▶ _ЗАДАНИЕ 1_
Где и в каком году, согласно очерку о книге Андрея Головина, произошёл обмен сборниками?
▶ _ЗАДАНИЕ 2_
Верни из очерка о книге Андрея Головина фрагмент между словами «Через день открыла» и «сборник уже надолго.» включительно.

▶ _ЦИТИРУЕМЫЙ ОТРЫВОК_
+--

"Лизэ-милазэ-кзи-кзи-кзэо"
Вместо эпиграфа:
*“dada est sans sens”
*«Нужно сначала позволить расти формам, краскам, словам, звукам, а затем их объяснить» (Ганс Арп)
Предисловие
О, я хорошо помню этот «обмен верительными сборниками» с Андреем Головиным в Питере в 2009г. Андрей подарил мне свою книжку и произнёс многозначительно: «Тебе не всё понравится», я подарила ему свой сборничек, сказав: «Тебе тоже не всё понравится», и мы глянули друг на друга едко и угрожающе.
По дороге в Москву я открыла его сборник, как настоящая женщина, с конца, т.е. на стр.384, прочитала «послесловие», озадачилась и сборник закрыла.
Через день открыла наугад, это оказались стр.272-273, я честно прочитала до слов «не ешь колбасы, а то жопа порвёт трусы», и сборник снова захлопнула. Через неделю опять открыла, уже с самого начала, внимательно прочла предисловие, перечитала раза три, вспомнила фразу из анекдота «Оно, конечно, что касательно – то относительно, и никогда не было так, чтобы что-нибудь и было, а случись что - вот оно тебе и пожалуйста!», прочла стихотворение «Мания» на стр.9, после чего закрыла сборник уже надолго.
Но любопытство - коварная вещь, сгубило не только кошку, и через несколько месяцев я вновь открыла Андрея Головина, - и теперь «поздно пить боржоми», потому что уже полюбились и стихи, и отдельные строки, и всякие чисто-головинские словечки-фишечки-фенечки-приёмчики.
А сегодня мне хочется поговорить и поразмышлять об интересном поэте, о некоторых его стихах, и, возможно, кто-то после этого разговора скажет: «Так вот ты какой, Андрей Головин!...», а кто-то, может быть, ничего не скажет, но это молчание, мне кажется, не повредит ни Андрею Головину, ни мне.
Возможно, кто-то, начиная подобную беседу, кинулся бы определять «жанры-стили-направления» и т.п., характеризовать «правое крыло», но – «я не вписываюсь в рамки, не укладываюсь в гроб» (Н.В-Ю) – и потому не стану: кому, какому читателю-почитателю станет легче от всех этих рассуждений? Да и кто вписывается в эти рамки? И разве нужно обязательно в них вписываться? Сомневаюсь я, однако… Я просто возьму в руки книгу Андрея Головина, которая – одна из немногих из всего огромного количества сборников, подаренных мне друзьями-поэтами – стоит у меня на отдельной полке, до которой можно в любую минуту дотянуться рукой, чтобы взять книгу и перечитать медленно, посмаковать полюбившееся, войти в это пространство пластики, цвета, звуков, ритмов и образов.

+--

[Записи набора данных о расположении объектов]
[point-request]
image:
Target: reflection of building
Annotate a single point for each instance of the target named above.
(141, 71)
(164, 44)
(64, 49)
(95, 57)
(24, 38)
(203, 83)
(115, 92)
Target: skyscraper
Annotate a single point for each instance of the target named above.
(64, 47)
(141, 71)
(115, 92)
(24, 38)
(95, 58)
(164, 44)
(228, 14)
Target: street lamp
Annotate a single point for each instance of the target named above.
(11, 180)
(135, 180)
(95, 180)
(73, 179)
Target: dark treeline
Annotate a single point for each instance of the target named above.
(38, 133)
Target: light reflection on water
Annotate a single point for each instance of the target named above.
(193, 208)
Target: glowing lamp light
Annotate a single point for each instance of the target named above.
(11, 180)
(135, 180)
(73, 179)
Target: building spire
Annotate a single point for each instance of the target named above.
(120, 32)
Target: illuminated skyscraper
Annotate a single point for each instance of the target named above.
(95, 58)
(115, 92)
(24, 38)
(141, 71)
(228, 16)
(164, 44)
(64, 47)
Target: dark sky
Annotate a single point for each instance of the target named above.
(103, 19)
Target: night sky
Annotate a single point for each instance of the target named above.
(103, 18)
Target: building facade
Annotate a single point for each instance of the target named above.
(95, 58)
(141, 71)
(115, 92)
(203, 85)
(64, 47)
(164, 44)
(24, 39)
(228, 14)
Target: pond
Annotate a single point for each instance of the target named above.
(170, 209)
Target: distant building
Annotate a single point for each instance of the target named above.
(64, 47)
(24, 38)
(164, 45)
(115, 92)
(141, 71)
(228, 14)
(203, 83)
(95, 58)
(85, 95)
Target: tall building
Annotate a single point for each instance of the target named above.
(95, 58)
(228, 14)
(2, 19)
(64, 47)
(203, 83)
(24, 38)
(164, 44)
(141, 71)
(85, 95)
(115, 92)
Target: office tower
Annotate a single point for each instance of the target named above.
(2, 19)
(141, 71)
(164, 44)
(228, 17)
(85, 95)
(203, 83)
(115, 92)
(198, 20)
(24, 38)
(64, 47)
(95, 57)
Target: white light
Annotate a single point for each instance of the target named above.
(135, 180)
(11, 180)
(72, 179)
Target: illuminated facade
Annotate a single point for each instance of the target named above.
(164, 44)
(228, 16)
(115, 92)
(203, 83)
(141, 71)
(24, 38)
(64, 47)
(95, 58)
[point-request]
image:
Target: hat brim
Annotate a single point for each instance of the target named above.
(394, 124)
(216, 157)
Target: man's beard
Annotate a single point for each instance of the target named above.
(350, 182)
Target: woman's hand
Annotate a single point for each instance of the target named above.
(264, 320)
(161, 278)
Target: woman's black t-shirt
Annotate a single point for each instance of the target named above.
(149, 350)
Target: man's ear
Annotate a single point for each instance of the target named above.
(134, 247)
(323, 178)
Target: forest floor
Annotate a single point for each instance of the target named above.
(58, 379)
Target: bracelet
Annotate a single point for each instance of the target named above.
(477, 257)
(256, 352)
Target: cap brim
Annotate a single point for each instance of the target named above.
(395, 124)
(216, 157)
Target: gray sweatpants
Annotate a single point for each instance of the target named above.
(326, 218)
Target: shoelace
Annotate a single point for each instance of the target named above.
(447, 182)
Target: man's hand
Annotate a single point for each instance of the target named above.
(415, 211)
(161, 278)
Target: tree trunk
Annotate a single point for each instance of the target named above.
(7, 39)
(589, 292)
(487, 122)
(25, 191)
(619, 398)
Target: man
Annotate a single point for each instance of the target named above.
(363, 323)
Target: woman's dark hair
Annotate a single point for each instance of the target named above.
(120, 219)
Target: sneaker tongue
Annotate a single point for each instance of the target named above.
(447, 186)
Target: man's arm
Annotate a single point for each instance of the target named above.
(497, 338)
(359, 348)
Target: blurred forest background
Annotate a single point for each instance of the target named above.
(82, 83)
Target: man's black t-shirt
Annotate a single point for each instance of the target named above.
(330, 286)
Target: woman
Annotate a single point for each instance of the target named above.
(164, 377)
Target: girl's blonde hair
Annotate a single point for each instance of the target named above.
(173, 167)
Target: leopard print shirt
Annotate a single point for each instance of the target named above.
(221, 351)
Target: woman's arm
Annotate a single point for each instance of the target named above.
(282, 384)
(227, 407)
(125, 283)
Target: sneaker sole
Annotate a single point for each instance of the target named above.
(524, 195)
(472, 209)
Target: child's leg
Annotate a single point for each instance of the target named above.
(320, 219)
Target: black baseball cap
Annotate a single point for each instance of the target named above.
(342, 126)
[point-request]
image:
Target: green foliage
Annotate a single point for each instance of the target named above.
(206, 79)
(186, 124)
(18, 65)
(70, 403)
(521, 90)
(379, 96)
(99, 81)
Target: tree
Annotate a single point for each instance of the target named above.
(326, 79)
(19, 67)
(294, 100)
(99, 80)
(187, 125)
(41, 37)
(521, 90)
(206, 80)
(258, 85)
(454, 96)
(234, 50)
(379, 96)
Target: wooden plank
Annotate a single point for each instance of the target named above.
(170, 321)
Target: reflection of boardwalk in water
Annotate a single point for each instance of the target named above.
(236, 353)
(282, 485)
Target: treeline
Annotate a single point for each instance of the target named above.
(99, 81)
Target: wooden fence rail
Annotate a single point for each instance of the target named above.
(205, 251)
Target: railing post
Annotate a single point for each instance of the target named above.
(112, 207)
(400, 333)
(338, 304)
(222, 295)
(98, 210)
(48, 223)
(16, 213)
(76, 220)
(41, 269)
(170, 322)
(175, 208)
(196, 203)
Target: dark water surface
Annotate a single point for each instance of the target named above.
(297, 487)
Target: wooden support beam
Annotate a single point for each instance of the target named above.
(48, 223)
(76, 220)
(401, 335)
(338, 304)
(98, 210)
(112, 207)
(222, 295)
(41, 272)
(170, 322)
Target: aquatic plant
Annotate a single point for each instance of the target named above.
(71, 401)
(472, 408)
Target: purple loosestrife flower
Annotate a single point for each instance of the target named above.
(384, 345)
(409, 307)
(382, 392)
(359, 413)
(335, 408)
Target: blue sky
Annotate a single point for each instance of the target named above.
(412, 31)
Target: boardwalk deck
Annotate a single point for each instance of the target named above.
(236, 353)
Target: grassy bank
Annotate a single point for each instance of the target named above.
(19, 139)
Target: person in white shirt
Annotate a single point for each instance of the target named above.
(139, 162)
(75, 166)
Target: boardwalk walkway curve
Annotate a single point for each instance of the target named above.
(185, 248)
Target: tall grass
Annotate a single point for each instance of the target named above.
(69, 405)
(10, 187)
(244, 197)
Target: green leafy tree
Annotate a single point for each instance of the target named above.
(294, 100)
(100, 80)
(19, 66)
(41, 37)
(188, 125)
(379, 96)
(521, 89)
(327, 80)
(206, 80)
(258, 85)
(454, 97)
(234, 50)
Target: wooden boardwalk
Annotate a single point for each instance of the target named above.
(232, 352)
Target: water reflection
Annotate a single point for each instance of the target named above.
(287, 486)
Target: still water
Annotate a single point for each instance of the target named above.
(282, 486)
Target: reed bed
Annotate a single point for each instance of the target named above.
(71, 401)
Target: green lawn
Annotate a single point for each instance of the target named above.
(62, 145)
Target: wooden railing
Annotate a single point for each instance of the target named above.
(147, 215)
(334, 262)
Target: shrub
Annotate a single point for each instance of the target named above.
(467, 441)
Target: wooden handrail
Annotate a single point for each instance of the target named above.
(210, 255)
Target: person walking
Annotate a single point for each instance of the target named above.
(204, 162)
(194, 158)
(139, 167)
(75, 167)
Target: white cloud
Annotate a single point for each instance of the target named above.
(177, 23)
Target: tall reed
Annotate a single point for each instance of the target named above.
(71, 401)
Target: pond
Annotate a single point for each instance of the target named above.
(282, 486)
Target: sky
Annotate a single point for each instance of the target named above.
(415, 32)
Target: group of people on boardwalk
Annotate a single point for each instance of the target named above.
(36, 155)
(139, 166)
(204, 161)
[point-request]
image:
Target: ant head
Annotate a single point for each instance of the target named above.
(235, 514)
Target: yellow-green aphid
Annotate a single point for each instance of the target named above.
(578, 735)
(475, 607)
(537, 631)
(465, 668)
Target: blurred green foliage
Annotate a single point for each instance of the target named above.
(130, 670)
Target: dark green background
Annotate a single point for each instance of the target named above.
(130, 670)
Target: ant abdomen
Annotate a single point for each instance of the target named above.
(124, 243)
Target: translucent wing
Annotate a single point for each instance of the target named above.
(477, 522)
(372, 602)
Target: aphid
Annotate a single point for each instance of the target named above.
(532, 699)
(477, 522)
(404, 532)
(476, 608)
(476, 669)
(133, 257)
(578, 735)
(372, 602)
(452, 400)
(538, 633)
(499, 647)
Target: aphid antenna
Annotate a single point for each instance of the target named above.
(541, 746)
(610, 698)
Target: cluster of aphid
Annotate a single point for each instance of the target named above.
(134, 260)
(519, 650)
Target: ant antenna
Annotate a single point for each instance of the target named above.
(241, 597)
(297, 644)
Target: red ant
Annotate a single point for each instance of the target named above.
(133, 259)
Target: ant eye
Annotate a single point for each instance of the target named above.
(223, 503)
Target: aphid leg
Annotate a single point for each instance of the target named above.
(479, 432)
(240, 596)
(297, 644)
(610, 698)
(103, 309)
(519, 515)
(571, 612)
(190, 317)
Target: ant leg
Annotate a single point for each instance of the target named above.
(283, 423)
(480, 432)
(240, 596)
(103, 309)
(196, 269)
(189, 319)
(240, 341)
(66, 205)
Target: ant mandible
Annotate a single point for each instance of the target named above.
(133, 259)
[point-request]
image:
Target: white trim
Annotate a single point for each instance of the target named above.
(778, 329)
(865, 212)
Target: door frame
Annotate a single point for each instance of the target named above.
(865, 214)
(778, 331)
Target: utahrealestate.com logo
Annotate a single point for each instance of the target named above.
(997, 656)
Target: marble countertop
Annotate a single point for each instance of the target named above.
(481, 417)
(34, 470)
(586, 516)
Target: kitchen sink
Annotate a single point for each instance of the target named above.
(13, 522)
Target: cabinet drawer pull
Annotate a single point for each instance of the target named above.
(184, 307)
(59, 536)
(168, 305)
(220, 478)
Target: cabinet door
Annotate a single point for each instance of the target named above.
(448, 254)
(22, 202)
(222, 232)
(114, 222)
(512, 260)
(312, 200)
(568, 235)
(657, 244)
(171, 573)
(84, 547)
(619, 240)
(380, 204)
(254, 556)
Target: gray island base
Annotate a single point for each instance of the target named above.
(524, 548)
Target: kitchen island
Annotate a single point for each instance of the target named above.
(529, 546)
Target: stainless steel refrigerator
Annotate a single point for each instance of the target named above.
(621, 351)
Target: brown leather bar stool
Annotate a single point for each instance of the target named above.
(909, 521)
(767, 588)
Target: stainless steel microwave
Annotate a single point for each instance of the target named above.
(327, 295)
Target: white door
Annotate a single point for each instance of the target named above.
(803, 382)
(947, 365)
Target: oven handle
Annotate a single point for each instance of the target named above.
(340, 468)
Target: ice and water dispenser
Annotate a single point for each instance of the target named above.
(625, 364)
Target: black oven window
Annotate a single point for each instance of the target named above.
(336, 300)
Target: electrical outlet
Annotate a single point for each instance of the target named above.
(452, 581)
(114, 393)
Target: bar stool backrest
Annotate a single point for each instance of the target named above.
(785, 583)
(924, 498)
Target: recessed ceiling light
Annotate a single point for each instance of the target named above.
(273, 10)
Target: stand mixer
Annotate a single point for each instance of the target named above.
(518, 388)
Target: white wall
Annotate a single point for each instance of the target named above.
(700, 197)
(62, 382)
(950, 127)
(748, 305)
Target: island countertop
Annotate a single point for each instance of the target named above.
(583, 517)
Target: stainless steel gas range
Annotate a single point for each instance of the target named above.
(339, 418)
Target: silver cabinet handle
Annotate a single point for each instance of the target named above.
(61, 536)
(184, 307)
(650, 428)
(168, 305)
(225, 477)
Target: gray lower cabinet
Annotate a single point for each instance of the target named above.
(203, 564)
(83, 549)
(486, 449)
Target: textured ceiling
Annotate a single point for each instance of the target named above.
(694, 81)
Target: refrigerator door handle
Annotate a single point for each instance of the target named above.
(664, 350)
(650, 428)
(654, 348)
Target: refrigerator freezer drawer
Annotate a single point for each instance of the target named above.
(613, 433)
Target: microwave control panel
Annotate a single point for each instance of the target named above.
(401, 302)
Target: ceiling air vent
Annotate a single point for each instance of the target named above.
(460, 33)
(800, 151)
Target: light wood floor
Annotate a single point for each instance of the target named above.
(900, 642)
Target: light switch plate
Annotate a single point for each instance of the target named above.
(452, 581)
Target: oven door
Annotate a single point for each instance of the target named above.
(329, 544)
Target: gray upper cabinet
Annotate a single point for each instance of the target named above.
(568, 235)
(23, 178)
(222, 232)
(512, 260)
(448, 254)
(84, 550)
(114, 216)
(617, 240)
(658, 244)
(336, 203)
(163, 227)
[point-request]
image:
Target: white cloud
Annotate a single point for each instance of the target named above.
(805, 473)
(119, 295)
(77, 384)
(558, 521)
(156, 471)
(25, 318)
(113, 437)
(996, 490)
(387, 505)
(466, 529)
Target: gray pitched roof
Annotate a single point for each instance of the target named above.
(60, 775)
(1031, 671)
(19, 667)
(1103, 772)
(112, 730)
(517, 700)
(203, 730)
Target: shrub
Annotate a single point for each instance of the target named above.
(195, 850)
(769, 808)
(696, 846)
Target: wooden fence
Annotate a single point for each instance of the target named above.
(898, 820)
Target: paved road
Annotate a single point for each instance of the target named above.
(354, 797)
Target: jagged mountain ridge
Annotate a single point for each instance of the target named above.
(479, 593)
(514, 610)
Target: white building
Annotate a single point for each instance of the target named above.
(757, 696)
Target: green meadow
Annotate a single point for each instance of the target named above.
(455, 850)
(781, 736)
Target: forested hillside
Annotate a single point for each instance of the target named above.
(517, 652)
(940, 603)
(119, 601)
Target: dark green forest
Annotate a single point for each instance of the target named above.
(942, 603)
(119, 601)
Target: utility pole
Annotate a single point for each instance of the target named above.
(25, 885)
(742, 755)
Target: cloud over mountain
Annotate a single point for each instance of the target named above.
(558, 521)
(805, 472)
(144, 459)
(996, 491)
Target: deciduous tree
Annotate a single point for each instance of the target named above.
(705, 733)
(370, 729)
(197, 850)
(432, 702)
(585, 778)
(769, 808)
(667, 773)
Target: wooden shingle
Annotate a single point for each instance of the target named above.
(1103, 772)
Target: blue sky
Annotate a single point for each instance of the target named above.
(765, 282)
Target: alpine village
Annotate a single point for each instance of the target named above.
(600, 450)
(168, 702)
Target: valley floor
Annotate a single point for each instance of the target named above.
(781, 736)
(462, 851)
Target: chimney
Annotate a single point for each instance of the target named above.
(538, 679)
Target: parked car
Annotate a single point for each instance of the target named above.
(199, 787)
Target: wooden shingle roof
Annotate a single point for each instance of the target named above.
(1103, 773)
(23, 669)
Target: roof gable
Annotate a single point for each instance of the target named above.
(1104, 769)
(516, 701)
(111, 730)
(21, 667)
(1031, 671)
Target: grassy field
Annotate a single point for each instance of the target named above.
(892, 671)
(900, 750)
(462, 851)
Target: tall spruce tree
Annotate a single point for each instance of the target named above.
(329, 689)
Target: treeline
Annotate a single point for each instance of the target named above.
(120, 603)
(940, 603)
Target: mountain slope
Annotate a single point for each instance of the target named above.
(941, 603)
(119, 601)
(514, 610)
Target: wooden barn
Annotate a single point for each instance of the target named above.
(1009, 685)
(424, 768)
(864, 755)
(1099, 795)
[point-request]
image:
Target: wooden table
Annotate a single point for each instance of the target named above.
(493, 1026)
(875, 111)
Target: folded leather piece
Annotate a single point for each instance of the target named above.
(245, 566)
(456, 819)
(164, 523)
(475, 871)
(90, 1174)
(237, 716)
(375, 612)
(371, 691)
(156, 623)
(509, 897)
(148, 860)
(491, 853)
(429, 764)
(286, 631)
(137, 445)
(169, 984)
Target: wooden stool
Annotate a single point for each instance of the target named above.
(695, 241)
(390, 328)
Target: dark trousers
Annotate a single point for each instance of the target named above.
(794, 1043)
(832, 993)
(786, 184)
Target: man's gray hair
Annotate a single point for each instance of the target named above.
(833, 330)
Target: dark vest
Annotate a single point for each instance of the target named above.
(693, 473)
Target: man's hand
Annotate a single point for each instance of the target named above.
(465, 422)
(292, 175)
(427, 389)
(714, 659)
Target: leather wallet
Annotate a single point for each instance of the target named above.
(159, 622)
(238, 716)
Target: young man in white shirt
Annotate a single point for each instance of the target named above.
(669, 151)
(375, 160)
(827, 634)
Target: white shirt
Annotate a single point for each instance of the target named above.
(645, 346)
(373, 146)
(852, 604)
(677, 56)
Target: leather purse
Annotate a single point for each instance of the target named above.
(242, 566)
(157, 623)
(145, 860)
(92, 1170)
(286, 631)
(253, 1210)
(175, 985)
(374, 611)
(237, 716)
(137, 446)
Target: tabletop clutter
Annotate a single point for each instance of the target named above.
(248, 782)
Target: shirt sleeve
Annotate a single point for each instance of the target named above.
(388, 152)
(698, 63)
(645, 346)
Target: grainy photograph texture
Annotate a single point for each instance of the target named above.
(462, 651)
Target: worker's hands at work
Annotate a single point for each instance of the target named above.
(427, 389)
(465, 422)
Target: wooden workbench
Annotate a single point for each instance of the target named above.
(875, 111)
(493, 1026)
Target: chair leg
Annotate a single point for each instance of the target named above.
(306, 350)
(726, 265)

+--

▶ _РЕЗУЛЬТАТ ЗАДАНИЯ 1_
В Питере в 2009 году.

▶ _РЕЗУЛЬТАТ ЗАДАНИЯ 2_
Через день открыла наугад, это оказались стр.272-273, я честно прочитала до слов «не ешь колбасы, а то жопа порвёт трусы», и сборник снова захлопнула. Через неделю опять открыла, уже с самого начала, внимательно прочла предисловие, перечитала раза три, вспомнила фразу из анекдота «Оно, конечно, что касательно – то относительно, и никогда не было так, чтобы что-нибудь и было, а случись что - вот оно тебе и пожалуйста!», прочла стихотворение «Мания» на стр.9, после чего закрыла сборник уже надолго.